--- START Document text ---

[10] Proverbs vii. 16.
[11] Isaiah xix. 9.
How far the reputation of Egyptian workmanship in the craft of the loom had spread abroad is shown us by the way in which, beside sacred, heathenish antiquity has spoken of it. Herodotus says:—“Amasis King of Egypt gave to the Minerva of Lindus, a linen corslet well worthy of inspection,”[12] and further on,[13] telling of another corslet which Amasis had sent the Lacedæmonians, observes that it was of linen, and had a vast number of figures of animals inwoven into its fabric, and was likewise embroidered with gold and tree-wool. What is more worthy of admiration in it is that each of the twists, although of fine texture, contains within it 360 threads, all of them clearly visible.[14] By these trustworthy evidences we clearly see that in those early times, Egypt was not only widely known for its delicately woven byssus, but it supplied all the neighbouring nations with the finest sort of linens.
[12] Herodotus, b. ii. c. 182, Rawlinson’s Translation, t. ii. p. 275.
[13] Ib. b. iii. c. 47.
[14] Herodotus, t. ii. pp. 442-43.

--- END Document text ---
--- START Material for this exercise ---

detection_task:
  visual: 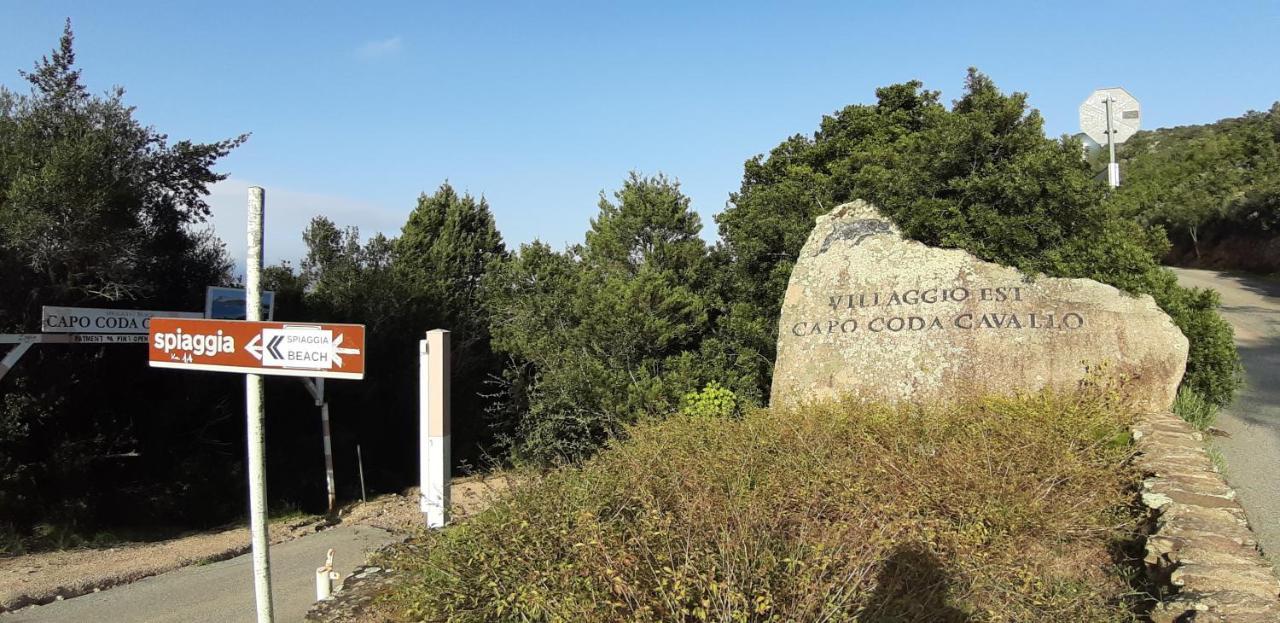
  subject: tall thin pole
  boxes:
[1105,93,1120,188]
[419,329,451,528]
[316,377,338,514]
[244,185,273,623]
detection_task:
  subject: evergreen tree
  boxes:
[485,174,758,463]
[393,183,507,459]
[0,22,244,544]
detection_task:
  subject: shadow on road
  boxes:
[858,544,969,623]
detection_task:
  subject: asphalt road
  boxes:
[0,526,394,623]
[1175,269,1280,563]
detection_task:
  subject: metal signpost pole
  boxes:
[1080,87,1142,188]
[244,185,273,623]
[315,377,338,514]
[1106,95,1120,188]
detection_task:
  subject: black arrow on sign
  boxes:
[266,335,284,359]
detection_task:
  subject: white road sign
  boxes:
[252,325,360,370]
[1080,87,1142,146]
[40,304,201,342]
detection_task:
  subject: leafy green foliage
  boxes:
[1100,102,1280,256]
[383,394,1139,622]
[0,23,244,542]
[485,174,759,463]
[1174,388,1217,432]
[266,183,506,493]
[680,381,739,417]
[680,381,739,417]
[717,70,1240,404]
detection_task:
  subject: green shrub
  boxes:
[1174,388,1217,431]
[383,395,1137,623]
[680,381,739,417]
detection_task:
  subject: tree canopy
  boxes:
[717,70,1239,404]
[0,23,246,544]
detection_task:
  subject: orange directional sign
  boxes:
[147,317,365,379]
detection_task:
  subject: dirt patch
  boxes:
[0,517,325,611]
[0,476,508,611]
[306,475,512,623]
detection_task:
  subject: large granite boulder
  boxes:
[772,201,1187,411]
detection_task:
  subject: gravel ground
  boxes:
[0,518,324,611]
[0,476,507,611]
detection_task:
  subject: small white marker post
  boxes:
[417,329,449,528]
[244,185,273,623]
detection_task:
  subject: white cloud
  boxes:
[207,178,408,275]
[356,36,404,59]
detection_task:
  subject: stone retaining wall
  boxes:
[1134,413,1280,623]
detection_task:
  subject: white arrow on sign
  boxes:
[333,333,360,367]
[244,334,262,361]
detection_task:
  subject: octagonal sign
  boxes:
[1080,87,1142,146]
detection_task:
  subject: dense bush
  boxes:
[717,70,1240,404]
[1111,102,1280,257]
[385,394,1137,622]
[484,175,763,464]
[0,26,244,550]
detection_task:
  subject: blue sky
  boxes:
[0,0,1280,271]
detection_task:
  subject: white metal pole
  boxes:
[419,329,451,528]
[315,377,338,514]
[356,444,369,501]
[244,185,273,623]
[1105,95,1120,188]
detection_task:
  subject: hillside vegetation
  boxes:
[383,391,1137,623]
[1100,102,1280,271]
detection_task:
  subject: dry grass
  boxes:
[376,395,1137,622]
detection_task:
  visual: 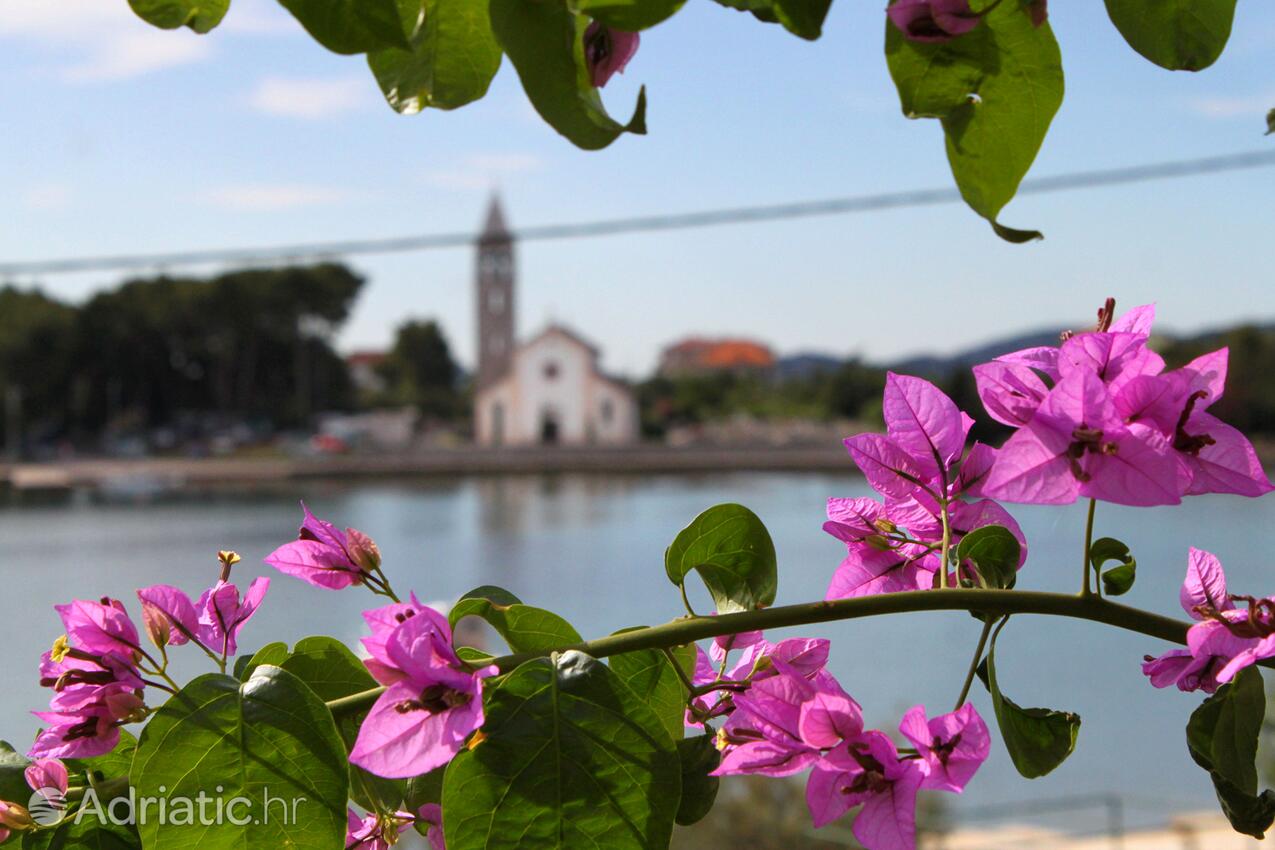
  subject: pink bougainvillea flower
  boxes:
[584,20,641,88]
[265,502,381,590]
[974,361,1049,428]
[23,758,68,799]
[1113,348,1272,497]
[1058,331,1164,393]
[806,730,924,850]
[1142,548,1275,693]
[349,609,497,779]
[686,632,830,729]
[138,585,199,646]
[824,373,1038,599]
[881,372,974,480]
[713,663,820,776]
[54,596,142,658]
[27,700,128,758]
[824,543,938,599]
[899,702,992,794]
[361,593,441,684]
[195,577,270,656]
[886,0,980,43]
[983,368,1190,506]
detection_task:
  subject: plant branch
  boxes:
[328,587,1218,714]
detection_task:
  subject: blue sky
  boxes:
[0,0,1275,375]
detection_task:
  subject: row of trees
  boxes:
[0,264,463,449]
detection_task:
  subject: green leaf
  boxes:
[1187,668,1275,839]
[22,812,142,850]
[676,735,722,826]
[442,657,682,850]
[956,525,1023,589]
[608,628,695,740]
[278,637,407,812]
[367,0,501,115]
[448,587,584,652]
[1089,538,1137,596]
[130,665,349,850]
[129,0,231,33]
[575,0,686,32]
[235,642,288,682]
[717,0,833,41]
[1107,0,1235,71]
[978,617,1080,779]
[0,740,31,803]
[1187,668,1266,794]
[490,0,646,150]
[885,3,1063,242]
[664,503,779,614]
[279,0,411,55]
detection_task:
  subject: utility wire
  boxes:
[0,150,1275,277]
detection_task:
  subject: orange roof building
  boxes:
[659,336,775,376]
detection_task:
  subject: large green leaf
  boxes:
[367,0,501,115]
[885,3,1063,242]
[279,0,411,55]
[676,735,722,826]
[1107,0,1235,71]
[717,0,833,40]
[575,0,686,32]
[448,587,584,652]
[664,503,779,614]
[978,618,1080,779]
[1187,668,1275,839]
[956,525,1023,589]
[608,628,695,739]
[442,651,682,850]
[129,0,231,33]
[130,665,349,850]
[278,637,407,812]
[488,0,646,150]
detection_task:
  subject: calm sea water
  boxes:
[0,474,1275,822]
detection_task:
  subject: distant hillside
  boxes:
[886,329,1058,378]
[775,352,845,381]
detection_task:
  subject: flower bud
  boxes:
[346,529,381,572]
[863,534,891,552]
[0,800,36,832]
[50,635,71,664]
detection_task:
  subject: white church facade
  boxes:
[474,200,639,446]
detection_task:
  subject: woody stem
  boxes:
[328,587,1234,714]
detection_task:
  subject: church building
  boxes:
[474,199,639,446]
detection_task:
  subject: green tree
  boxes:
[381,319,464,419]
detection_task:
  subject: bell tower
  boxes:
[476,195,514,390]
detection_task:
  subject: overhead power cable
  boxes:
[0,150,1275,277]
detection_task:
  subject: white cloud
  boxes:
[205,184,357,213]
[22,184,71,212]
[249,76,375,120]
[1191,92,1275,119]
[0,0,212,83]
[425,153,544,190]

--- END Material for this exercise ---

Written tasks:
- 1) Reproduce the records from their first line through the line containing "[0,22,244,544]", including both of those lines. Leave the pictures out.
- 2) Pick up the passage on Egyptian linen weaving at its end and continue it.
The records are unrelated to the passage on Egyptian linen weaving.

Answers provided:
- 1)
detection_task:
  visual: 
  subject: tall thin pole
  boxes:
[1105,93,1120,188]
[419,329,451,528]
[316,377,338,514]
[244,185,273,623]
detection_task:
  subject: evergreen tree
  boxes:
[485,174,758,463]
[393,183,507,459]
[0,22,244,544]

- 2)
From written let us now go to material proofs at hand. During late years many mummies have been brought to this country from Egypt, and the narrow bandages with which they were found to have been so admirably, even according to our modern requirements of chirurgical fitness, so artistically swathed, have been unwrapped; and always have they been so fine in their texture as to fully verify the praises of old bestowed upon the beauty of the Egyptian loom-work. Moreover, from those who have taken a nearer and, so to say, a trade-like insight into such an article of manufacture, we learn that, “The finest piece of mummy-cloth, sent to England by Mr. Salt, and now in the British Museum, of linen, appears to be made of yarns of near 100 hanks in the pound, with 140 threads in an inch in the warp and about 64 in the woof.”[15] Another piece of linen which the same distinguished traveller obtained at Thebes, has 152 threads in the warp, and 71 in the woof.[16]
[15] “Ancient Egypt,” by Sir Gardiner Wilkinson, t. iii. p. 122.
[16] Ib. p. 125.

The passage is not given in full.